▸ **Source data**:
========

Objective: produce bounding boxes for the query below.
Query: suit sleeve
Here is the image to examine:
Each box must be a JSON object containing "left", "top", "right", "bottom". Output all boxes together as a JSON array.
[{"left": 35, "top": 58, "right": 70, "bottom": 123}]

========

▸ **Task instructions**: Print only these lines, exactly: the one containing "Query: suit sleeve" and all after it to the end of the entries.

▸ **Finished task**:
Query: suit sleeve
Here is the image to examine:
Each box must be a JSON object containing "left", "top", "right", "bottom". Output all boxes together as a JSON array.
[{"left": 35, "top": 58, "right": 70, "bottom": 123}]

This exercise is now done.